YOUR TASK: Keeping every character in place, output all the data.

--------------------------------

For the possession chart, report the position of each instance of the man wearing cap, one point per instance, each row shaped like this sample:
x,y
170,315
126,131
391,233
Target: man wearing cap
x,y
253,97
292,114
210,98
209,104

--------------------------------

SOLUTION TO THIS TASK:
For the possession chart, report the position of each instance of the man wearing cap, one point per instance, each row shaped like this sample:
x,y
170,315
126,131
391,233
Target: man wearing cap
x,y
253,97
292,114
210,98
209,104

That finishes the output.